## Text block
I had also shied away from doing one of these general volunteering missions, eg I didn’t see the point in me spending three weeks teaching Russian to blind orphaned lepers or something.  Essentially I’d be the main beneficiary.  It wouldn’t be an enabling process.

Then after about 6 years working in Town Planning and Urban Design, I ended up living with Amy and Nis in Melbourne who were both studying International Development and essentially that re-triggered a latent interest in pursuing the idea of working in a development context.  By this stage I’d actually developed some proper experience and skills to make a meaningful contribution.  I was also eyeing up the departure lounge of Melbourne Airport and the chance to pursue this before returning to Europe was spot on.

My initial idea was to get something in Asia but there were fuck all opportunities to get involved in Urban Design or Planning in a development context.  I was initially luke warm about the idea of Africa but fuck it if I was gonna work in a developing country I may as well go all out.  It ended up being the hardest job I’d ever gotten, I’d three pretty challenging interviews and a multiple choice exam, everything based on personality behavioural traits and life experiences with zero on any technical topics.  Placing people in an expensive task I suppose and they need to know you can hack it.  Because Irish Aid were funding the placement, they were keen on me from the start, which helped!

## Record set
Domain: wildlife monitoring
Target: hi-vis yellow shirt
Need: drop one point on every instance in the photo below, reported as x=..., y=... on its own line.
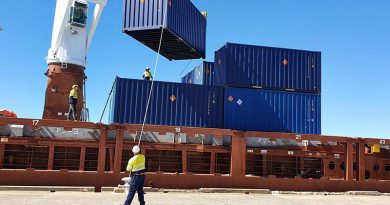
x=148, y=74
x=136, y=163
x=73, y=93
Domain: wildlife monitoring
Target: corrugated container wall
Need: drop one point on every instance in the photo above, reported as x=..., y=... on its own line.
x=184, y=26
x=202, y=74
x=173, y=104
x=272, y=111
x=189, y=77
x=241, y=65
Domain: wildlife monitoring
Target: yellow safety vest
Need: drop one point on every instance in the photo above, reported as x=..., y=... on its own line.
x=136, y=163
x=148, y=74
x=73, y=93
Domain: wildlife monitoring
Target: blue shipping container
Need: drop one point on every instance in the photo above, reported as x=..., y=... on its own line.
x=269, y=68
x=189, y=77
x=202, y=74
x=184, y=26
x=173, y=104
x=272, y=111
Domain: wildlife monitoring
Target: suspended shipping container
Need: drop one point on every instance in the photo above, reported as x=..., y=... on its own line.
x=272, y=111
x=173, y=104
x=202, y=74
x=184, y=35
x=241, y=65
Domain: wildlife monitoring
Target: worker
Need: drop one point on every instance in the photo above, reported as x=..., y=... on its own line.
x=136, y=167
x=73, y=102
x=147, y=74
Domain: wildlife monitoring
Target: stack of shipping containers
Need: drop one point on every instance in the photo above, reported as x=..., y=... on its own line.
x=246, y=87
x=265, y=88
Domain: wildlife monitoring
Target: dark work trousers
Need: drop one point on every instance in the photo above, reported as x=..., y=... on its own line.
x=72, y=110
x=136, y=185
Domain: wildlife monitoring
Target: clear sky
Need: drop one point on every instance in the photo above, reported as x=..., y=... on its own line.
x=353, y=36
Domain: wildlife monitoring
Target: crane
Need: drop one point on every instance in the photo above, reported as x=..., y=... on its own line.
x=67, y=56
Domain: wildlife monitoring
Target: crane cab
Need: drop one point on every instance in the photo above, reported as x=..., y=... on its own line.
x=78, y=14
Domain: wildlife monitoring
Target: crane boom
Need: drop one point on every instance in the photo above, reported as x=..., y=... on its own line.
x=67, y=56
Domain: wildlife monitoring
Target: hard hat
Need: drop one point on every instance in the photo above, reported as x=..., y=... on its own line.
x=136, y=149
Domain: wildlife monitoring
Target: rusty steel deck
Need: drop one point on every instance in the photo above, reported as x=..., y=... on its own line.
x=35, y=152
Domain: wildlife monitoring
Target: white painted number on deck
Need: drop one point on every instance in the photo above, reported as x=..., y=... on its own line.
x=177, y=129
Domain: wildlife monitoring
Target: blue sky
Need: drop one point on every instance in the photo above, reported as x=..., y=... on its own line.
x=353, y=36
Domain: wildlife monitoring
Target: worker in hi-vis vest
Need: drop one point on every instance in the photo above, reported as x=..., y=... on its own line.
x=73, y=94
x=147, y=74
x=136, y=167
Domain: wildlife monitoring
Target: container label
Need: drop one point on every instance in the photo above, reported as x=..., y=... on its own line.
x=285, y=62
x=173, y=98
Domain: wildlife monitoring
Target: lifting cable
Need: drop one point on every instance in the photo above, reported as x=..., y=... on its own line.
x=185, y=68
x=154, y=75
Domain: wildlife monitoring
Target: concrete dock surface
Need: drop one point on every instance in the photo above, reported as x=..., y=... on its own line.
x=185, y=198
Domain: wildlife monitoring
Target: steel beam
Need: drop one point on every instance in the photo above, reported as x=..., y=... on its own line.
x=212, y=163
x=238, y=155
x=184, y=161
x=2, y=148
x=349, y=161
x=102, y=149
x=82, y=158
x=361, y=162
x=118, y=150
x=50, y=160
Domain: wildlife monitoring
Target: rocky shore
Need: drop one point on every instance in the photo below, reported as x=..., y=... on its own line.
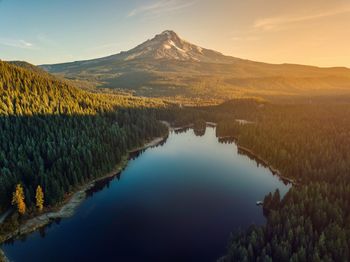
x=70, y=205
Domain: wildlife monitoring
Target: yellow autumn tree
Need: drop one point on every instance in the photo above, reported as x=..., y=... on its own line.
x=39, y=196
x=18, y=199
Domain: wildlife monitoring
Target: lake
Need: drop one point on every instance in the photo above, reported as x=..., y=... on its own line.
x=175, y=202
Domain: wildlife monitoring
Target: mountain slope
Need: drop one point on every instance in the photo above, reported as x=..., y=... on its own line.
x=167, y=65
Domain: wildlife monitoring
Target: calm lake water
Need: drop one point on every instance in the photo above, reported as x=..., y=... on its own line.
x=175, y=202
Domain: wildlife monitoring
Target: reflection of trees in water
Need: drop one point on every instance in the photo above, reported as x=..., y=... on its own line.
x=181, y=130
x=226, y=140
x=199, y=132
x=199, y=127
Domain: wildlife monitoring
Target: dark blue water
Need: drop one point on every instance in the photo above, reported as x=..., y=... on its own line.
x=176, y=202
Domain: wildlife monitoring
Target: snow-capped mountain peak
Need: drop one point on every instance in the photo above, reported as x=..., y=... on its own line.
x=168, y=45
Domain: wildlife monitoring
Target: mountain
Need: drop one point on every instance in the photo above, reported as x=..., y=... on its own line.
x=167, y=65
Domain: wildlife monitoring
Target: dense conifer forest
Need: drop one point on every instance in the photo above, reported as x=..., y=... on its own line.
x=58, y=137
x=308, y=143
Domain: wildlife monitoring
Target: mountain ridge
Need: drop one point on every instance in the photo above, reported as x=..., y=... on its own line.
x=167, y=65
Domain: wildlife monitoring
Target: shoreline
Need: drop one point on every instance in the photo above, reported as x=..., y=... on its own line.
x=67, y=208
x=260, y=160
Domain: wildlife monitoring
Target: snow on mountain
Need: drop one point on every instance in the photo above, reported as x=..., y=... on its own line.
x=168, y=45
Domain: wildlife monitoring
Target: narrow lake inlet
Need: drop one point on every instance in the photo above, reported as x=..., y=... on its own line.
x=178, y=201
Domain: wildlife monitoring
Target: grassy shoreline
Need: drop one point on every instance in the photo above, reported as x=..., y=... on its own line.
x=67, y=207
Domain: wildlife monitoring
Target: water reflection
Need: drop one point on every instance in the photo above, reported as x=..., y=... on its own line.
x=178, y=201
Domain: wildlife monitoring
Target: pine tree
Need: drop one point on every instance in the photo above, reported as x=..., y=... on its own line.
x=18, y=199
x=39, y=196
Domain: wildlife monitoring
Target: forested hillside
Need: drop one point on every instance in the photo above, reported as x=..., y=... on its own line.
x=308, y=143
x=58, y=137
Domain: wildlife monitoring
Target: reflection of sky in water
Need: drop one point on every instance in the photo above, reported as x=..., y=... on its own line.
x=176, y=202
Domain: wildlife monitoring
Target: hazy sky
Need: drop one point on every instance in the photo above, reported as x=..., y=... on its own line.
x=313, y=32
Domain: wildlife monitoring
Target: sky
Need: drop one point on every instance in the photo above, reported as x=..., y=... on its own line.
x=312, y=32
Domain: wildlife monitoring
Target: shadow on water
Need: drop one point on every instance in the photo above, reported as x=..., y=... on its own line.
x=168, y=207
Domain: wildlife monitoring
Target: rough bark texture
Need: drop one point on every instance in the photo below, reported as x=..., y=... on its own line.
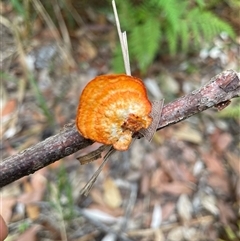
x=217, y=92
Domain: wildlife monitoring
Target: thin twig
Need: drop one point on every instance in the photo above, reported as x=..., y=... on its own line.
x=219, y=89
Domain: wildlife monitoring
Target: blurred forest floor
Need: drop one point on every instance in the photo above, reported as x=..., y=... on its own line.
x=184, y=185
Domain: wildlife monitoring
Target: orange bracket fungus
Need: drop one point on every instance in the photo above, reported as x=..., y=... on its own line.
x=112, y=108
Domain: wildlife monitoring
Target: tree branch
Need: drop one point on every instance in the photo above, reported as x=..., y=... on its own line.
x=218, y=91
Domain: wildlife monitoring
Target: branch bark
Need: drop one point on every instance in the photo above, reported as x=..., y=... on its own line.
x=218, y=91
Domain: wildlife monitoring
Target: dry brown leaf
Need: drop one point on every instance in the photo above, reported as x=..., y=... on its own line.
x=184, y=208
x=226, y=212
x=112, y=196
x=220, y=184
x=158, y=177
x=234, y=162
x=175, y=188
x=30, y=234
x=168, y=210
x=221, y=141
x=9, y=108
x=97, y=197
x=178, y=171
x=214, y=164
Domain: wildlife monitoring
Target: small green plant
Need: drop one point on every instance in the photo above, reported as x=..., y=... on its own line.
x=61, y=195
x=233, y=111
x=174, y=26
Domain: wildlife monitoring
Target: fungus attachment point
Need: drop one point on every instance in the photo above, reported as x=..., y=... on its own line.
x=112, y=108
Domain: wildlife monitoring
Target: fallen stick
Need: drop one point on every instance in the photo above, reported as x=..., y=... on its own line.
x=217, y=92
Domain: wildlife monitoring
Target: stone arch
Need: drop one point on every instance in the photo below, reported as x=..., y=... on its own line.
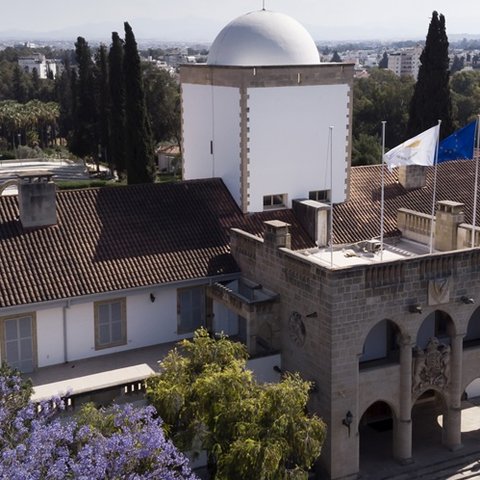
x=427, y=410
x=381, y=344
x=472, y=337
x=438, y=324
x=377, y=430
x=472, y=390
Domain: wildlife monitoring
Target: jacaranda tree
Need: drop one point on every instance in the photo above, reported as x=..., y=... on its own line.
x=35, y=443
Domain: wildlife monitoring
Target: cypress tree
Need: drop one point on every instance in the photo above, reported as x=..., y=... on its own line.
x=117, y=156
x=139, y=137
x=431, y=99
x=103, y=101
x=84, y=137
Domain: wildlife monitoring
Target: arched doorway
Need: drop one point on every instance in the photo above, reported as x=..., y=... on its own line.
x=472, y=338
x=427, y=421
x=376, y=431
x=471, y=413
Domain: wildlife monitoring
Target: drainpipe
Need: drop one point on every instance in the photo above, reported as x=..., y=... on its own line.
x=65, y=347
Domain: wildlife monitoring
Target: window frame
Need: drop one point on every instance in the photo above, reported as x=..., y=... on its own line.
x=3, y=319
x=319, y=195
x=123, y=323
x=181, y=328
x=272, y=204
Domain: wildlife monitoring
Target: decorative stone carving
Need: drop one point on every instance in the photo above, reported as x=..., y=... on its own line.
x=431, y=367
x=296, y=329
x=439, y=291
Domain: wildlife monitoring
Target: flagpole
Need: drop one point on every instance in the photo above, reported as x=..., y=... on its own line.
x=476, y=181
x=382, y=207
x=434, y=187
x=330, y=139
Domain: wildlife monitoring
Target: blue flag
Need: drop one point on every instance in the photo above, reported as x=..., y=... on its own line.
x=459, y=145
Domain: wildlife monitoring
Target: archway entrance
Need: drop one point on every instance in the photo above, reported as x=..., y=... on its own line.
x=376, y=436
x=471, y=413
x=427, y=414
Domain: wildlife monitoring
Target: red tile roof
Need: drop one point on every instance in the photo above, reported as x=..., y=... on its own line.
x=117, y=238
x=359, y=218
x=120, y=238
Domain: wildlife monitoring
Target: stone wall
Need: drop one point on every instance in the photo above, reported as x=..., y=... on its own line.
x=326, y=315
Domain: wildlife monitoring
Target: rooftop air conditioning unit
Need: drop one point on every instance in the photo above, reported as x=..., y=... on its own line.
x=372, y=246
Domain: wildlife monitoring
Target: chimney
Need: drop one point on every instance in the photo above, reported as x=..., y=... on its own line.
x=412, y=177
x=449, y=216
x=36, y=199
x=277, y=234
x=314, y=217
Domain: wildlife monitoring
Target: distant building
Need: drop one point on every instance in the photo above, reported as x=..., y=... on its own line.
x=45, y=67
x=405, y=62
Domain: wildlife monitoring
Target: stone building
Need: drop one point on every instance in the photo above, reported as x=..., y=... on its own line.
x=380, y=327
x=379, y=332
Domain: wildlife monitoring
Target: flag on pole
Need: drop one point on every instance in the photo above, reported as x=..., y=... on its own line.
x=419, y=150
x=459, y=145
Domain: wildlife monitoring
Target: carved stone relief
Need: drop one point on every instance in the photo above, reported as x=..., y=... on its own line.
x=431, y=366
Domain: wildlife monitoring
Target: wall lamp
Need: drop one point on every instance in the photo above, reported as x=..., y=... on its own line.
x=415, y=309
x=347, y=421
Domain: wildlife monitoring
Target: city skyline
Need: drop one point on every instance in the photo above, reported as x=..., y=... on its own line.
x=193, y=20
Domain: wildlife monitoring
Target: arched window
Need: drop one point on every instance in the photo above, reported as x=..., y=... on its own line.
x=472, y=338
x=438, y=324
x=381, y=345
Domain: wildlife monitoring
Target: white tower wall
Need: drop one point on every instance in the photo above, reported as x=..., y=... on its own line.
x=289, y=141
x=211, y=134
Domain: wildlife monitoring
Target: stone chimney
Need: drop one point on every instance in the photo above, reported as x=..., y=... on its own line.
x=412, y=177
x=449, y=216
x=314, y=217
x=277, y=234
x=37, y=199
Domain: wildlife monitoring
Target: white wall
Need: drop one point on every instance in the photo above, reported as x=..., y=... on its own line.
x=147, y=324
x=197, y=131
x=50, y=337
x=288, y=141
x=212, y=114
x=224, y=320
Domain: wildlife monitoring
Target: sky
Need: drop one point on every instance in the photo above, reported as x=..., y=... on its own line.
x=200, y=20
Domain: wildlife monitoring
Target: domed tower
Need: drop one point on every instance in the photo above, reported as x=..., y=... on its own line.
x=258, y=115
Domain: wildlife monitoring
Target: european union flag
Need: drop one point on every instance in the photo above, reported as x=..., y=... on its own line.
x=459, y=145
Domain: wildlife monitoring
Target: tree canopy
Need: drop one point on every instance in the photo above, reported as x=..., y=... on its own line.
x=431, y=99
x=210, y=400
x=139, y=137
x=123, y=442
x=380, y=97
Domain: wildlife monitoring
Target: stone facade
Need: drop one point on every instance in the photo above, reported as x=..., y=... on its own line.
x=326, y=316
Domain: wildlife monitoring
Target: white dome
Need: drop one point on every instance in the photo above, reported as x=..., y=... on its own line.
x=263, y=38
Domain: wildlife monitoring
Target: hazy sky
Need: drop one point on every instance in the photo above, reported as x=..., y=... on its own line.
x=335, y=19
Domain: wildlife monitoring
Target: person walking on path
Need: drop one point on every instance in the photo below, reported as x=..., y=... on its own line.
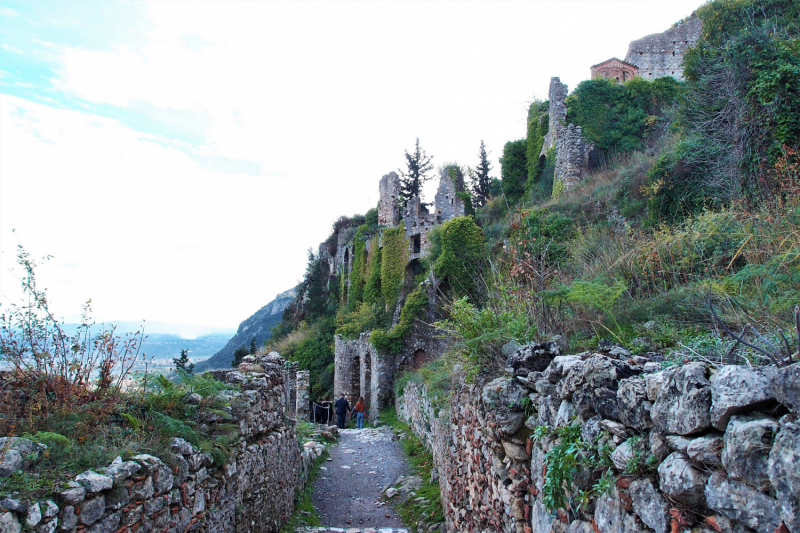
x=342, y=407
x=360, y=411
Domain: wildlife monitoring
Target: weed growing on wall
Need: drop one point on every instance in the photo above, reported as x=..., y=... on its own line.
x=393, y=263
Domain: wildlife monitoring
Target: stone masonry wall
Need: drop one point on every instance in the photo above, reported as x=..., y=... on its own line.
x=185, y=490
x=661, y=54
x=571, y=148
x=694, y=447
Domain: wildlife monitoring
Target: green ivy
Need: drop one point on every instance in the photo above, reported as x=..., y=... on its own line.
x=391, y=341
x=393, y=263
x=462, y=254
x=372, y=290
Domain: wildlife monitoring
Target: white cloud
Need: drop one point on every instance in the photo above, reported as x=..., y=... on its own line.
x=321, y=96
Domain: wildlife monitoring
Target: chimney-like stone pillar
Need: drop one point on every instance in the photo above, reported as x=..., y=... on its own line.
x=303, y=384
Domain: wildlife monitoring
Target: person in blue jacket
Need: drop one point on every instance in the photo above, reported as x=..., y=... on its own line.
x=342, y=408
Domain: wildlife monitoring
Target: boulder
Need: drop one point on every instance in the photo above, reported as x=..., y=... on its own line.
x=649, y=505
x=73, y=494
x=92, y=510
x=94, y=482
x=658, y=445
x=604, y=401
x=9, y=523
x=678, y=444
x=602, y=371
x=107, y=525
x=611, y=517
x=740, y=502
x=194, y=399
x=532, y=357
x=33, y=516
x=622, y=455
x=178, y=445
x=681, y=481
x=10, y=462
x=784, y=473
x=574, y=379
x=591, y=430
x=785, y=386
x=121, y=470
x=515, y=451
x=683, y=405
x=736, y=389
x=706, y=450
x=583, y=400
x=50, y=509
x=560, y=366
x=747, y=443
x=579, y=526
x=633, y=407
x=155, y=468
x=565, y=414
x=67, y=518
x=655, y=382
x=547, y=408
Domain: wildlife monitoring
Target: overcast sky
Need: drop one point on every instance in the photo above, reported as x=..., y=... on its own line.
x=177, y=159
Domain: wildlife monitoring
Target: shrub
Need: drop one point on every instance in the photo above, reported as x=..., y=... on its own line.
x=393, y=263
x=514, y=169
x=461, y=259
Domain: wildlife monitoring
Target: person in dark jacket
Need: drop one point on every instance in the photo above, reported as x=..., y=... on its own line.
x=342, y=408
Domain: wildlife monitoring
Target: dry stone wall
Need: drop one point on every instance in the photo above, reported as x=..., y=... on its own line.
x=186, y=490
x=693, y=447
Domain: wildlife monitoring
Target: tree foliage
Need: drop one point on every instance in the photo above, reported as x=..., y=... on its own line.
x=514, y=169
x=481, y=181
x=418, y=164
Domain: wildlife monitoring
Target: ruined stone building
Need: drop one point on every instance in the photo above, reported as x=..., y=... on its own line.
x=653, y=56
x=615, y=69
x=571, y=148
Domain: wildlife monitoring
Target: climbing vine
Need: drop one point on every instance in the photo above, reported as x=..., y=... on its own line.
x=393, y=262
x=391, y=341
x=372, y=290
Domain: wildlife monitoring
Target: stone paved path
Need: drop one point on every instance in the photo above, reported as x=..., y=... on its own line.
x=347, y=493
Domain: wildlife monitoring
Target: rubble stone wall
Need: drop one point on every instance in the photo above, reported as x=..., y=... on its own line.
x=186, y=490
x=696, y=446
x=661, y=54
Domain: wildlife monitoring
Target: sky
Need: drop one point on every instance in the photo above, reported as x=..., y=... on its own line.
x=177, y=159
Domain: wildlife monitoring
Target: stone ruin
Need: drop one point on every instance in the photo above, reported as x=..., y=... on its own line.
x=653, y=56
x=615, y=69
x=571, y=148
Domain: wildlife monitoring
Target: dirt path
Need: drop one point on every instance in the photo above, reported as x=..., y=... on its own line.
x=347, y=492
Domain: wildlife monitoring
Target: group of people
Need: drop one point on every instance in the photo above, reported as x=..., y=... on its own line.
x=359, y=411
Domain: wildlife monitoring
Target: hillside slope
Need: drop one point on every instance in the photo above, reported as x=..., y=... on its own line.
x=258, y=326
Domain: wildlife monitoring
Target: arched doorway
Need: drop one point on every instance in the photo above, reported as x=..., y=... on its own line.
x=355, y=381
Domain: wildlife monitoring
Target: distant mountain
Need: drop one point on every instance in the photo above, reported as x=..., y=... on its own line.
x=258, y=326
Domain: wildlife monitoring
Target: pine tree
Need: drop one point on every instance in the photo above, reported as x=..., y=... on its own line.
x=182, y=362
x=418, y=164
x=480, y=185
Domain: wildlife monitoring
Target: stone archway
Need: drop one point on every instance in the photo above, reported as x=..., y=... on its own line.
x=355, y=381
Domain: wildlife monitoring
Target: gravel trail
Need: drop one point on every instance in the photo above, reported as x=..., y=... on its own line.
x=347, y=492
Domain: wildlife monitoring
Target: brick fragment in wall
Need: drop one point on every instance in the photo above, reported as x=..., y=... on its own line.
x=256, y=486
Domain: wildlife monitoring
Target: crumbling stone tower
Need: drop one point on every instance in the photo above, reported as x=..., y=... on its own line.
x=389, y=208
x=571, y=148
x=661, y=54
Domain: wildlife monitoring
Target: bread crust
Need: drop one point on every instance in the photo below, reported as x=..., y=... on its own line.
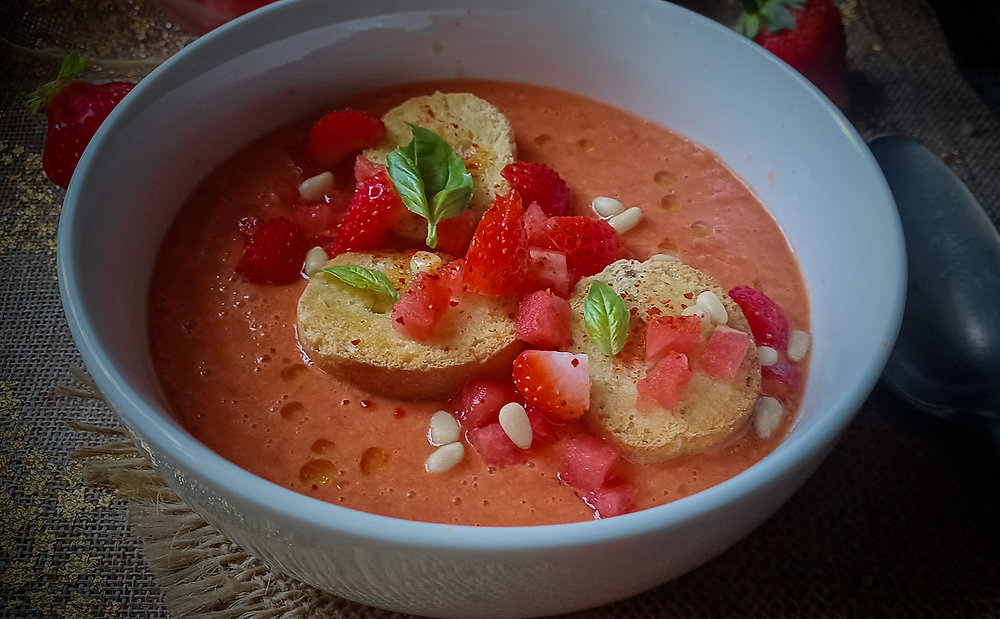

## Brief A
Please condense the paragraph of the development-work account beginning "Then after about 6 years" into two sentences, keeping its main facts.
## Brief B
Answer these from the development-work account:
(i) How many weeks of teaching does the writer picture for a general volunteering mission?
(ii) In which city did the writer live with Amy and Nis?
(iii) Who was funding the placement?
## Brief C
According to the development-work account, why had the writer avoided general volunteering missions?
The entries have nothing to do with the development-work account.

## Your solution A
After about six years in Town Planning and Urban Design, the writer lived in Melbourne with Amy and Nis, both studying International Development, which revived an old interest in development work. With real experience and skills by then, and a move back to Europe approaching, it was the right moment to pursue it.

## Your solution B
(i) Three weeks.
(ii) Melbourne.
(iii) Irish Aid.

## Your solution C
The writer felt that on such a mission they would be the main beneficiary. It would not be an enabling process.